= Instructions to follow =
Scan the entries below for the word "object". Copy out every line in which it occurs.

= Exercise data =
-------------------------
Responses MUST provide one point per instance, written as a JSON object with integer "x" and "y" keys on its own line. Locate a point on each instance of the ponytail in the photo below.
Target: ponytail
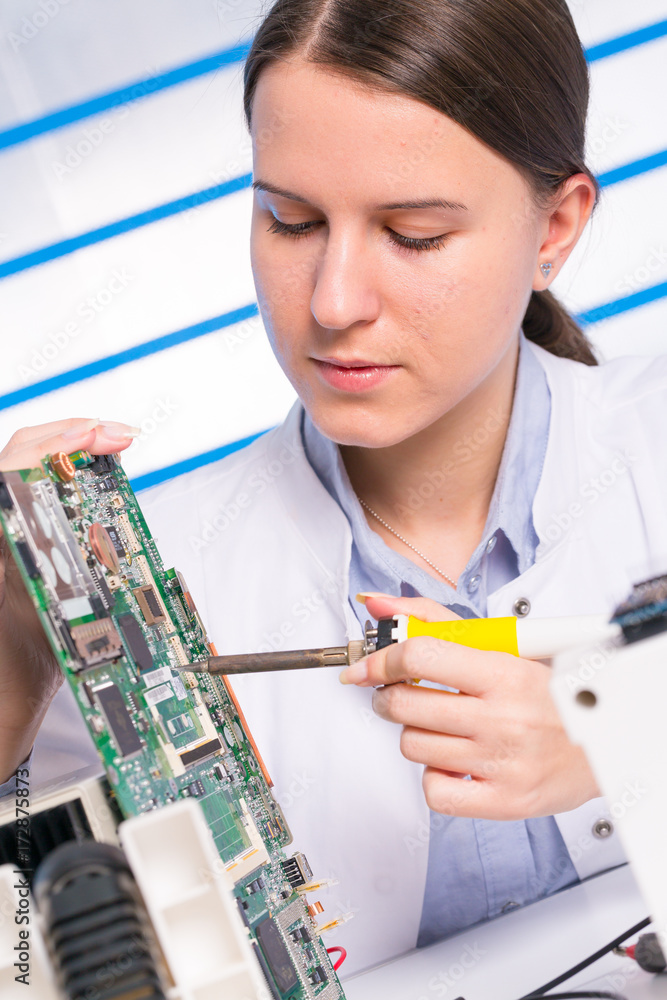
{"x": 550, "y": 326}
-------------------------
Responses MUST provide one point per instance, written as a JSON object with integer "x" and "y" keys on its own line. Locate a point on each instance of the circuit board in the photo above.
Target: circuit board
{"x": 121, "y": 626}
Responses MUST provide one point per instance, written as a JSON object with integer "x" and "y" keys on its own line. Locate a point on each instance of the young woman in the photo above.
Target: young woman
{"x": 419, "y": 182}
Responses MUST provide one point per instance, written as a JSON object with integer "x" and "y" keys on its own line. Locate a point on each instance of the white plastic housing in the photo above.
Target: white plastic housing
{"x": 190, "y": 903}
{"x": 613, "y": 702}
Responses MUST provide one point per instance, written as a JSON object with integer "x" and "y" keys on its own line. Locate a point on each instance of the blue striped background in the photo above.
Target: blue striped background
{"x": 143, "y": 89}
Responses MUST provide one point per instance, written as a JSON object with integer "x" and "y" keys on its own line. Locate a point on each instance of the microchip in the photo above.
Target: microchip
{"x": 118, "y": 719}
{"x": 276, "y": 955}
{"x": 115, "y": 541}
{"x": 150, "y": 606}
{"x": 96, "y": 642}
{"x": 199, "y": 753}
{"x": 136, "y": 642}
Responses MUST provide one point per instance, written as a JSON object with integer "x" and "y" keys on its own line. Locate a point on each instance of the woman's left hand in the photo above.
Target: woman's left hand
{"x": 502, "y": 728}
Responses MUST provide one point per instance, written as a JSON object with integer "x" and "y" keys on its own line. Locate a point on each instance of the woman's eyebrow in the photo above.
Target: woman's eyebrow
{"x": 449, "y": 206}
-------------------------
= Result of the exercise =
Responses MUST provide one point per instance, written as a JSON object with integer "x" and "y" keys on its own line. Locate a point on each instance of the ponytail in the photo below.
Responses MUST provide one point per instance, written as a JSON object with integer "x" and "y" keys on its own line. Locate a point on each instance of the circuit board in the photo above.
Responses MUST provide one point per instance, written as a JSON object with integer "x" and "y" keys on its own line. Locate a point on each instance of the young woman in the photo above.
Responses MUST provide one point per instance, written as a JSON object with integer "x" and "y" keys on its own line. Locate a point on each instance of the white plastic housing in the photo above.
Responses MUST provide one point per instance, written as a JSON object with integer "x" and "y" keys on its own line. Locate a point on each instance of the blue striped background in the photo above.
Responses MUST provide one point per instance, written as a JSON object with integer "x" and "y" keys on its own line. Locate a point on each instance of the microchip in the photo above.
Responses MUST provide one point per instance, written as a JSON object with integer "x" and "y" keys on its own line. Locate a point on each instance of the woman's left hand in the photo above.
Responses MUST provide one point per instance, written as a JSON object with integer "x" and "y" keys on its own line. Locate a point on each instance of the woman's eyebrow in the photo above.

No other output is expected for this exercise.